======== Listed entries
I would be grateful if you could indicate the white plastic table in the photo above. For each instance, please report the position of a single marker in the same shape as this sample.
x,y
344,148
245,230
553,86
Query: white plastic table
================
## Brief
Copy all lines of the listing above that contain the string "table".

## Output of the exercise
I would be grateful if you could indicate the white plastic table in the photo above. For each instance, please report the position of a single marker in the same shape as this sample.
Query: white plastic table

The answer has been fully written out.